TEXTE SOURCE
━━━━━━━━━━━━━━━━━━━━━━━━━━━━━━

On s’habitue à leur visage. A la sagesse de leurs rides. Professeurs, ils donnent la moitié de leurs cours à la télévision. Et nous les écoutons scolairement, dans les JT et les émissions de débat. Ils colloquent, nous acquiesçons. Ils pérorent, nous approuvons. Pour eux, la télé est une ZEP (zone d’éducation privilégiée) qui comble leur ego et assure la promotion de leurs livres. On commence à retenir leurs noms : Antoine Sfeir et Pascal Boniface sur le Proche-Orient, Odon Vallet sur la religion, Nicole Bacharan sur les Etats-Unis, Marcel Rufo sur les enfants… Tous proclamés « experts » par les médias, qui en raffolent.
Le phénomène a commencé avec la première guerre du Golfe, durant laquelle les expertises militaires ont pallié l’absence d’images. Puis s’est accentué avec l’effondrement du World Trade Center. « Le 11 septembre 2001, à 17 heures, j’avais déjà reçu une cinquantaine d’invitations, raconte Antoine Basbous, directeur de l’Observatoire des pays arabes. J’ai finalement assuré une quinzaine d’interventions sur les télés, à chaud, jusqu’à 2h30 du matin. »

━━━━━━━━━━━━━━━━━━━━━━━━━━━━━━

PARTIE DONNÉES
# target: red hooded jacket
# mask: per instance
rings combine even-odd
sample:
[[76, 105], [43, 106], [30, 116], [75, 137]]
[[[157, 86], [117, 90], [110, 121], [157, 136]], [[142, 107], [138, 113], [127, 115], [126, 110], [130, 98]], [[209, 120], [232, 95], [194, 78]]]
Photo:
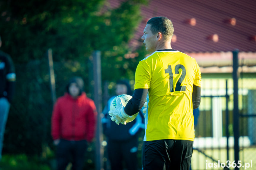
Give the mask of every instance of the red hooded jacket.
[[74, 99], [66, 93], [57, 100], [52, 116], [52, 136], [53, 140], [86, 140], [94, 136], [97, 114], [94, 102], [83, 92]]

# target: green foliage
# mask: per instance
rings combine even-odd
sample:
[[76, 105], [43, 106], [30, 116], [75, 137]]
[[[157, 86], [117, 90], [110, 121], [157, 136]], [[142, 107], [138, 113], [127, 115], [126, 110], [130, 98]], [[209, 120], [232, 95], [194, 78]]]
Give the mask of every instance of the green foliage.
[[0, 166], [1, 170], [50, 170], [49, 166], [38, 158], [28, 157], [24, 154], [6, 155], [3, 156]]
[[[105, 0], [18, 0], [0, 3], [1, 50], [9, 54], [17, 75], [16, 95], [7, 124], [4, 153], [40, 155], [53, 148], [53, 108], [46, 52], [51, 48], [57, 97], [67, 81], [80, 76], [93, 96], [91, 54], [101, 54], [103, 82], [134, 80], [144, 48], [131, 51], [129, 42], [142, 19], [147, 0], [124, 1], [112, 9]], [[134, 55], [125, 58], [126, 55]]]

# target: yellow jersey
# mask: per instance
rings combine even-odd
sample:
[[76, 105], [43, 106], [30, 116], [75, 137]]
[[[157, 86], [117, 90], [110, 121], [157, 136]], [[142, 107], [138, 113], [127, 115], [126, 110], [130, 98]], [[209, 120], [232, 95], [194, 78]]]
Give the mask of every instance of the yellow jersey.
[[156, 51], [140, 61], [134, 89], [148, 89], [144, 140], [194, 141], [193, 85], [201, 87], [195, 59], [174, 50]]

━━━━━━━━━━━━━━━━━━━━━━━━━━━━━━

LISTE DES TÂCHES
1 > D'après le texte source, quel événement a marqué le début du phénomène des experts à la télévision ?
2 > Reprenez le passage du texte source qui s'ouvre sur les mots « On s’habitue à » et se termine par « qui en raffolent. », en remplaçant « à la télévision » par « à la radio ».

RÉSULTATS FINAUX
1 > La première guerre du Golfe.

2 >
On s’habitue à leur visage. A la sagesse de leurs rides. Professeurs, ils donnent la moitié de leurs cours à la radio. Et nous les écoutons scolairement, dans les JT et les émissions de débat. Ils colloquent, nous acquiesçons. Ils pérorent, nous approuvons. Pour eux, la télé est une ZEP (zone d’éducation privilégiée) qui comble leur ego et assure la promotion de leurs livres. On commence à retenir leurs noms : Antoine Sfeir et Pascal Boniface sur le Proche-Orient, Odon Vallet sur la religion, Nicole Bacharan sur les Etats-Unis, Marcel Rufo sur les enfants… Tous proclamés « experts » par les médias, qui en raffolent.